• OBJECTIVE: Print the full listing exactly.

━━━━━━━━━━

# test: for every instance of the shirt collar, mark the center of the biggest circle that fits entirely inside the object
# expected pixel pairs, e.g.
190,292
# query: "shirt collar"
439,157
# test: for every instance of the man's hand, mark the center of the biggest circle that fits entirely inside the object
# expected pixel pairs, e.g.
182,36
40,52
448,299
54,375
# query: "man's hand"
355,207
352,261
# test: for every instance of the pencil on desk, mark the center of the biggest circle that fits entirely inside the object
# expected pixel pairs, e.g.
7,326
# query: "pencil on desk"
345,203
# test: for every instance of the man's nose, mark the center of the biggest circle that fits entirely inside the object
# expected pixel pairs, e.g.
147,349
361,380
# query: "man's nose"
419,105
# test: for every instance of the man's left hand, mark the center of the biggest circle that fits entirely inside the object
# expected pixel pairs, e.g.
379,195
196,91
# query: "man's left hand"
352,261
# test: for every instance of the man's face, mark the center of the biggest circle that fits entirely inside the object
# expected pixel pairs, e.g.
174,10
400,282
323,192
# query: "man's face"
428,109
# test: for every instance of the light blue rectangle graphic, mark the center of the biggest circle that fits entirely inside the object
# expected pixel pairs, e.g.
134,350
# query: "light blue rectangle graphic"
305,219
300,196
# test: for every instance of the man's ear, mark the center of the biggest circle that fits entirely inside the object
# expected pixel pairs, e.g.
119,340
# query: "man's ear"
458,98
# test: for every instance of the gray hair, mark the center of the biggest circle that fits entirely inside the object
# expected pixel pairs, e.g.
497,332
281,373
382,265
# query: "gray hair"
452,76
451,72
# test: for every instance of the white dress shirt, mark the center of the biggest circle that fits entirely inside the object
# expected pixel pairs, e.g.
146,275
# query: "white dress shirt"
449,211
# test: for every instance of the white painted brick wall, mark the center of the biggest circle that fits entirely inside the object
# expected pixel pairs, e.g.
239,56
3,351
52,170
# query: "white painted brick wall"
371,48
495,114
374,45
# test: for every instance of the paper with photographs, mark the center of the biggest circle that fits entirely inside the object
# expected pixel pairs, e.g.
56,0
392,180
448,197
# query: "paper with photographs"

━━━━━━━━━━

• FINISHED EXERCISE:
# test: for every instance of the shirt collar, mark the center of the biggest circle that fits entirely inside the object
# expected pixel pairs, e.g.
190,292
# query: "shirt collar"
439,157
# test: for every instance of the man's hand, mark the center of the biggest circle that fits entirely inside the object
# expected pixel pairs, e.g.
182,36
40,52
448,299
54,375
# query: "man's hand"
355,207
352,261
# test: for every instance of the pencil on desk, mark the center of the biggest circle that fits entirely inside the object
# expected pixel pairs, e.g.
7,326
# query: "pencil on desk"
345,203
# test: for every instance of the man's nose, mark the center of the biggest circle that fits entirely inside the object
# expected pixel pairs, e.g.
147,349
361,380
# query: "man's nose"
419,105
# test: for every instance of the man's left hand, mark the center of the biggest circle that fits entirely inside the object
# expected pixel pairs, e.g.
379,195
196,91
# query: "man's left hand"
352,261
# test: for every instance of the man's face, mark the center of the biggest circle that fits entirely inside the object
# expected pixel pairs, e.g.
174,10
400,282
323,192
# query: "man's face"
428,109
# test: for every instance of the light blue rectangle graphic, mark the center of the biggest circle that fits entirely inside the object
# expected pixel pairs, e.g.
134,350
# query: "light blue rectangle graphic"
305,219
300,196
# test: for every instance of the man's ear, mark the center of the biggest circle that fits entirely inside the object
# expected pixel pairs, e.g.
119,340
# query: "man's ear"
458,98
# test: for every instance of the gray hair, mark the center of the biggest circle that fits entirely inside the object
# expected pixel pairs, e.g.
497,332
281,373
382,265
# query: "gray hair"
452,76
451,72
# test: for every instance of the white dress shirt, mark the center of the biggest circle that fits entirely inside the object
# expected pixel pairs, e.g.
146,275
# query: "white dress shirt"
449,211
# test: for every instance of the white painted brick wall, mark the center of the biggest circle that fits entirely inside the object
# expected pixel pairs, e.g.
239,56
3,351
52,170
# query: "white painted brick wall"
371,48
495,114
374,45
# test: for every instance of the paper with photographs, mark the center of the biggest circle that fits entirely inside the object
# expected pixel pairs, e.g.
56,0
392,180
448,197
# query: "paper with photographs"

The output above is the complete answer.